**WHAT THIS EXERCISE ASKS:**
a) Answer these questions using the poetry report below.
(i) On what date did Perjovschi do a show at MoMA?
(ii) Who organized the "Poets Speak from Their Caves" event, and in which city?
(iii) About how many poets and poetry lovers gave recitations during that session?
b) From the poetry report, extract the passage that begins at the words "Shelly Bhoil, Editor-at-Large, reporting" and stops after "Festival of Tibet.".

**TEXT SECTION:**
══════════════════════════════
Perjovschi also did a yet another indelible show on April 1 at MoMA, this time “virtually,” on the website, part of which features a cartoon depicting both a mask and Earth seen from space with the same caption, “single use . . .” The current single use, the online one, has actually become the MO of previously analog events and venues as well. Past contributors Flavia Teoc and Diana Manole have been active lately on that front, the former being involved in the going digital of a longstanding Danish event series, and the latter in a (Romanian-)Canadian-German video poem collaboration with Rodica Drăghincescu and Münster Theatre. In Brussels, the co-organizer of a seminal event chronicled on our blog, Alexander Streitberger will soon be curating an online exhibition vernissage, while the Poète national (poet laureate) of Belgium, Carl Norac, is currently allotting fifteen hours a day to his program Fleurs de funérailles (Funeral Flowers), which sees Belgian poets dedicate poems to those killed by the pandemic. Norac will also be featured in a livestreamed performance later this month.

Shelly Bhoil, Editor-at-Large, reporting from Tibet

While poets often get in their caves, mental and spatial, at the call of their muse, the ongoing quarantines/lockdowns across the globe have beckoned them to speak from their caves. Just at the end of Latse Library’s celebration of the poetry month with powerful readings from Tibet and exile, the Stay at Home Online Festival of Tibet registered an unprecedented “Poets Speak from Their Caves” event on May 2. Organized in Brisbane by Tenzin Choegyal, a Tibetan singer/songwriter, and attended by over 50,000 viewers, this was the twelfth edition of the Festival of Tibet.

Enlaced in the sine wave of a Tibetan singing bowl (which, Tenzin Dheden reminds, is not Tibetan), the poetry recitations in Tibetan, English, and Chinese by some twenty-four poets and poetry lovers from India, Australia, China, and the United States left me enchanted in my quarantine cave in Brazil. There are endless takeaways from the session: the existential journey in Bhuchung D. Sonam’s “In search of your warmth/I follow the path of a vulture’s flight/and my sparrow wings take me/to the desolate corner of the room”; the connectivity of cultural memory in Tenzin Dickie’s “I bequeath to you words that can open secret pass in the mountain just for you”; an overdose of the drug of peace by Katie Noonan; the nostalgia for “the host of divinities long gone” in Kyinzom Dongue’s reading; the innocence of teenage love in a poem by Neema Chhoyang; the fortitude in the sixth Dalai Lama’s “unwritten love that remains in the heart”; and gratitude in Sonam Tsomo’s “When the sun shines through your window/remember to open your lungs/for it’s a blessing to feel the warmth and the comfort to know you survived those who lost.”
══════════════════════════════
**SOURCE MATERIAL:**
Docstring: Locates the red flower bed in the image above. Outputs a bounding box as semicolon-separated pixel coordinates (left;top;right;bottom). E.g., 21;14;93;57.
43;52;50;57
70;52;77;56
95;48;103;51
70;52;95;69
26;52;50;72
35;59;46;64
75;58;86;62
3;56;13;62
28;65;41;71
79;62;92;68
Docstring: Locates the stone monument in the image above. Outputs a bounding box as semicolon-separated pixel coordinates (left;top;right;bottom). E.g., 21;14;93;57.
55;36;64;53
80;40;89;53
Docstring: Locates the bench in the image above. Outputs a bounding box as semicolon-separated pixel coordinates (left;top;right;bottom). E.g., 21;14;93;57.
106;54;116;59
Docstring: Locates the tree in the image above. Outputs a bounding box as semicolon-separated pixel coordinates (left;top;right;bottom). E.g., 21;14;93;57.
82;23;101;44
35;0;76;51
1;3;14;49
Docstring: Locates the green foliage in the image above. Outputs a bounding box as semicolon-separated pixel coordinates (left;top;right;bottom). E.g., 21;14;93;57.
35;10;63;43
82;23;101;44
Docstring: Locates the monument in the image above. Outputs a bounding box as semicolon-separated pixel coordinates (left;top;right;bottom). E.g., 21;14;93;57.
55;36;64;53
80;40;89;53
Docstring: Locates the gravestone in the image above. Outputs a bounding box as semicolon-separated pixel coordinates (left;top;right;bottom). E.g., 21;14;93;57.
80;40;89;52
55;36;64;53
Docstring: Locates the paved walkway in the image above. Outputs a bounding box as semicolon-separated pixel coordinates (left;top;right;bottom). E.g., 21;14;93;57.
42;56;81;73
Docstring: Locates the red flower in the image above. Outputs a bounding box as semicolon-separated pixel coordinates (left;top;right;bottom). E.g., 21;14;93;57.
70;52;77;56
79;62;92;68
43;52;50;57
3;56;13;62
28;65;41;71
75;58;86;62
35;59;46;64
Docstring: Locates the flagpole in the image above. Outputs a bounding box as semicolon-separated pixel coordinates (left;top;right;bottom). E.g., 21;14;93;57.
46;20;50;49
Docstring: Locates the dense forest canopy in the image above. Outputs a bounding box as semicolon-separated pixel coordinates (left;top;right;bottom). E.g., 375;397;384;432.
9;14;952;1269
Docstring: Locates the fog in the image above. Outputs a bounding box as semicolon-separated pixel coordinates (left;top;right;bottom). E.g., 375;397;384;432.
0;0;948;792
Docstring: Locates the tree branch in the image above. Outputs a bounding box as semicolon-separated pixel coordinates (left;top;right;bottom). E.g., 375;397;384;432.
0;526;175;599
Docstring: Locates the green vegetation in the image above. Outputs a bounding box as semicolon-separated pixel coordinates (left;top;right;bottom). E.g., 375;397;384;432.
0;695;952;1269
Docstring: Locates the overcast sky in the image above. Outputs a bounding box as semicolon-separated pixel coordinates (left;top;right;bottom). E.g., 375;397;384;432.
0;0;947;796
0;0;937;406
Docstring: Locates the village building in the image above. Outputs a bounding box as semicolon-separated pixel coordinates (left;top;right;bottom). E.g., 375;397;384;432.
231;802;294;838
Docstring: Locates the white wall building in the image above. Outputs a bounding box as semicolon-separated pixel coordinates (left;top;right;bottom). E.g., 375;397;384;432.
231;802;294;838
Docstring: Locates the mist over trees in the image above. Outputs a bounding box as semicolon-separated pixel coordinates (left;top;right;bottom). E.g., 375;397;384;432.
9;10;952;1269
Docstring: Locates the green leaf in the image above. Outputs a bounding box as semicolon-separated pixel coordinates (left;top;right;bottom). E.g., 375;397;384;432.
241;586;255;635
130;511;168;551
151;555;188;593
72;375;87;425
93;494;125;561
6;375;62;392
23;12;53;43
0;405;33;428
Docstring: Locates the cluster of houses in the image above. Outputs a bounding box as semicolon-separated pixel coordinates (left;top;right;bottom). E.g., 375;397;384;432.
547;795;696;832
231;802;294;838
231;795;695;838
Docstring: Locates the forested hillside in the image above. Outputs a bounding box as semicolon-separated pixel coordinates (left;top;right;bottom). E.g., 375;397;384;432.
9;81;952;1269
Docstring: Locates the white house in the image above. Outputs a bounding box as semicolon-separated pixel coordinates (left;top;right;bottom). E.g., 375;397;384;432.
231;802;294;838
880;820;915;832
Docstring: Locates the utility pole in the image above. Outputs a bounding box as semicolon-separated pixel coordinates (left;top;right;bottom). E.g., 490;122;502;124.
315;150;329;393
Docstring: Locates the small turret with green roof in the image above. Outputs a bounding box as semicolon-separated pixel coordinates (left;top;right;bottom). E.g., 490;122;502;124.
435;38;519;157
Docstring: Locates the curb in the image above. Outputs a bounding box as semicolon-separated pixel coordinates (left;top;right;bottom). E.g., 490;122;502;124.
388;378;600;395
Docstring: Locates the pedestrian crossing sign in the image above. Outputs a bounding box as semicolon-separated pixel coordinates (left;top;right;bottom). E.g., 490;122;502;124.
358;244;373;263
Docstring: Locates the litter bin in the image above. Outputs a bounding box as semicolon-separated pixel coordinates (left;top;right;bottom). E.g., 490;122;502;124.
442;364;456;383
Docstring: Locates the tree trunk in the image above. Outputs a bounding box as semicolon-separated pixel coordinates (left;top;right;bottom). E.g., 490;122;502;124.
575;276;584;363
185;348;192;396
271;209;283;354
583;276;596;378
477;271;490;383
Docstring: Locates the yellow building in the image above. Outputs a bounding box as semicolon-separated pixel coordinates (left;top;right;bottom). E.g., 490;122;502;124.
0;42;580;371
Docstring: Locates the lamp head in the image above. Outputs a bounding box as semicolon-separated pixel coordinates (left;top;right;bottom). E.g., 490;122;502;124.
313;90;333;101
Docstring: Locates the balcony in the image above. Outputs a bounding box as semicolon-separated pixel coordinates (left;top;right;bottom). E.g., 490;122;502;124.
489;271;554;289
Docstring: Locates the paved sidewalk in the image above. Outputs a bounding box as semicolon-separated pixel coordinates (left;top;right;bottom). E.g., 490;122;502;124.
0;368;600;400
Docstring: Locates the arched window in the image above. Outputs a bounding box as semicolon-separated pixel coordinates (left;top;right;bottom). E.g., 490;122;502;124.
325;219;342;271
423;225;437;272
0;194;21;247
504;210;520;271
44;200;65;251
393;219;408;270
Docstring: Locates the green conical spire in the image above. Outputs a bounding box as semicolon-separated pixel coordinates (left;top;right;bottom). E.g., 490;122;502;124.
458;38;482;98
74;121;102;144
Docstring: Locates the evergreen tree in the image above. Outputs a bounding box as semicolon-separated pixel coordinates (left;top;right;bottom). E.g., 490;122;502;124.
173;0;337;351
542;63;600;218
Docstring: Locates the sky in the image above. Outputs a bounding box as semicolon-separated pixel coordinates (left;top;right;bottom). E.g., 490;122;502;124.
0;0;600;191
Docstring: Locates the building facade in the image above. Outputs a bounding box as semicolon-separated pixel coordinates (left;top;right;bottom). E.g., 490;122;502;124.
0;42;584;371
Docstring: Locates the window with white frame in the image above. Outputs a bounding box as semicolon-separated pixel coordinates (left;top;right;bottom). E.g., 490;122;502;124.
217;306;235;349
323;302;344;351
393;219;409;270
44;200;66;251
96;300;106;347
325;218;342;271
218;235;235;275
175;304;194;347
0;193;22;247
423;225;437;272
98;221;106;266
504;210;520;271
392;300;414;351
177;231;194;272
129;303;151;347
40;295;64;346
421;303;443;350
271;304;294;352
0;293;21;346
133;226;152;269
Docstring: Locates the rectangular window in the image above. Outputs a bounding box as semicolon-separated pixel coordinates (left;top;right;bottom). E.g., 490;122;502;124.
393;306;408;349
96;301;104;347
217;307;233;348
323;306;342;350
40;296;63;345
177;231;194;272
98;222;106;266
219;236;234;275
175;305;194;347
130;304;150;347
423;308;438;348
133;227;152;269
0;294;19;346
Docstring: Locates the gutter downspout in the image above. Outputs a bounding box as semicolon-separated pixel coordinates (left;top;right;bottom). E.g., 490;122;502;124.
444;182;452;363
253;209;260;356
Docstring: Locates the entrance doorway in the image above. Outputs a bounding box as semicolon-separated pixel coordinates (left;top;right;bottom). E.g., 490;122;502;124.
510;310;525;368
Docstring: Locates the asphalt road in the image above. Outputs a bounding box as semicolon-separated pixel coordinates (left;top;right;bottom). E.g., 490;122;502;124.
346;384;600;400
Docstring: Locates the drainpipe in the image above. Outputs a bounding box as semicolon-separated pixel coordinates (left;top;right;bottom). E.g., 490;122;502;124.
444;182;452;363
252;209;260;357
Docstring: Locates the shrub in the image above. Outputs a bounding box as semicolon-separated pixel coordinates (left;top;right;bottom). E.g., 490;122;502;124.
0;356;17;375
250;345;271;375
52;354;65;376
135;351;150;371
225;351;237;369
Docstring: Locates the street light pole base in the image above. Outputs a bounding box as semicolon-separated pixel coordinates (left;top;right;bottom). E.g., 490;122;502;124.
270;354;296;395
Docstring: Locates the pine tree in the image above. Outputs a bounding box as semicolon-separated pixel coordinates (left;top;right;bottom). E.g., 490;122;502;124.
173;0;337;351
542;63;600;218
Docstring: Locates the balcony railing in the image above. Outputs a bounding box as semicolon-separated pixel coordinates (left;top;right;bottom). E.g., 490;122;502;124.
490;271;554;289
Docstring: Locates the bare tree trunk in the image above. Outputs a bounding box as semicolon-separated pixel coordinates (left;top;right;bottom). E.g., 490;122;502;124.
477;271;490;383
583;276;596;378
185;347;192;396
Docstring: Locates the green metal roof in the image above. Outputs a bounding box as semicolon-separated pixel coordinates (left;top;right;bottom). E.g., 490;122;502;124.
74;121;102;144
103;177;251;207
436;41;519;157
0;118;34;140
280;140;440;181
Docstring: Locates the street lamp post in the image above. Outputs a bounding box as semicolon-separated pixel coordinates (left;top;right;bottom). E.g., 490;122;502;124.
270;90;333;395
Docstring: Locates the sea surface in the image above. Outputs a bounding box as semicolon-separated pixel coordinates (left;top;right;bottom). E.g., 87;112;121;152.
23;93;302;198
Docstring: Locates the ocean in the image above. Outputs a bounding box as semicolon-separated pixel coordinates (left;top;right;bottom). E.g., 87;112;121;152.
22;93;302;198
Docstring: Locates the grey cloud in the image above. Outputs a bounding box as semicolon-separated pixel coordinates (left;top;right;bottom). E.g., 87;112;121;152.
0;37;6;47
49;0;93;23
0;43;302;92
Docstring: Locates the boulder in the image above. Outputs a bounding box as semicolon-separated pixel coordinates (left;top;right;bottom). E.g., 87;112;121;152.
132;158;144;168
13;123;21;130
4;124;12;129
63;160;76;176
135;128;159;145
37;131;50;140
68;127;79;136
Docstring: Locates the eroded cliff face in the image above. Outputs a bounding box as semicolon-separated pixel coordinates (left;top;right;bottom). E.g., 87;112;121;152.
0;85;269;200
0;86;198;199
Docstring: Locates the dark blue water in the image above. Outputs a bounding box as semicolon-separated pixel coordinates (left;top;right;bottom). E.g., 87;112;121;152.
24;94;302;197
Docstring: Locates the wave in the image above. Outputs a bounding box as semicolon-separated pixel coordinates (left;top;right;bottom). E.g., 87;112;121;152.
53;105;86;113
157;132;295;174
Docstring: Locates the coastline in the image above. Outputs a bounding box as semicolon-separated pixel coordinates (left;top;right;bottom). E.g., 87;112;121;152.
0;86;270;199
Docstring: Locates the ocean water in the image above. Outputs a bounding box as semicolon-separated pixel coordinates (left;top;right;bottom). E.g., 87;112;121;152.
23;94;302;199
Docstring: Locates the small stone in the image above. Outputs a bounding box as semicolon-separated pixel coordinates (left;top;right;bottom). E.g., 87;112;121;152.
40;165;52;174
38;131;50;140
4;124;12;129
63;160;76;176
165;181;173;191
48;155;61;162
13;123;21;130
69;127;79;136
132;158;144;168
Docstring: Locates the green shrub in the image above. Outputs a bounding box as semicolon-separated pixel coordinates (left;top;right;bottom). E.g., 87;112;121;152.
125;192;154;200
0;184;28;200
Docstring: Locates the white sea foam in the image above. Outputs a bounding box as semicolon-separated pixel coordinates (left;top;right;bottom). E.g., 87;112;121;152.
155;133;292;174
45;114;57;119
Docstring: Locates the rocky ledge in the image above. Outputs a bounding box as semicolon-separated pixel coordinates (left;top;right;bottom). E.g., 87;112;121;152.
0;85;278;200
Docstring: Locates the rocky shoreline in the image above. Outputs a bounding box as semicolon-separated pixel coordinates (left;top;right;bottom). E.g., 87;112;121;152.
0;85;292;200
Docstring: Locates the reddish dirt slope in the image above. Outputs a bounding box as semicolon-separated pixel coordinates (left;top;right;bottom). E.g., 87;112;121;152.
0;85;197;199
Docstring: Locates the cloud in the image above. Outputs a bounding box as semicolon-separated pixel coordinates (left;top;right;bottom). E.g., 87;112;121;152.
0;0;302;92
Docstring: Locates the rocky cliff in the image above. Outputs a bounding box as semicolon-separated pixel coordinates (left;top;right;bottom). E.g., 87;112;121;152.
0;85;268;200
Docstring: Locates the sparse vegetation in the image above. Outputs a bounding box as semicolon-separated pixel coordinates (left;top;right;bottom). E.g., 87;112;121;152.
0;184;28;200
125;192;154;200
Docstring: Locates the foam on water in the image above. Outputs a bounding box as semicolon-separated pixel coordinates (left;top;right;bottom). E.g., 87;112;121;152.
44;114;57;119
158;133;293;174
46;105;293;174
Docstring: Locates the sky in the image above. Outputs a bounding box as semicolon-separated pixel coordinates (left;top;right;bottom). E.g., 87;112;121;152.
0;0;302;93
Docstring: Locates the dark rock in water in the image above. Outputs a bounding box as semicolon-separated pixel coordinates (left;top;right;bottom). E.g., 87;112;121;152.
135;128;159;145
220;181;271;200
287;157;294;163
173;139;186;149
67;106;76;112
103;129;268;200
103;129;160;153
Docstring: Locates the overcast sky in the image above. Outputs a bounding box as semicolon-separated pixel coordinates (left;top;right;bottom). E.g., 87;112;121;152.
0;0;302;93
══════════════════════════════
**ANSWERS BELOW:**
a)
(i) April 1
(ii) Tenzin Choegyal organized it in Brisbane.
(iii) Some twenty-four

b)
Shelly Bhoil, Editor-at-Large, reporting from Tibet

While poets often get in their caves, mental and spatial, at the call of their muse, the ongoing quarantines/lockdowns across the globe have beckoned them to speak from their caves. Just at the end of Latse Library’s celebration of the poetry month with powerful readings from Tibet and exile, the Stay at Home Online Festival of Tibet registered an unprecedented “Poets Speak from Their Caves” event on May 2. Organized in Brisbane by Tenzin Choegyal, a Tibetan singer/songwriter, and attended by over 50,000 viewers, this was the twelfth edition of the Festival of Tibet.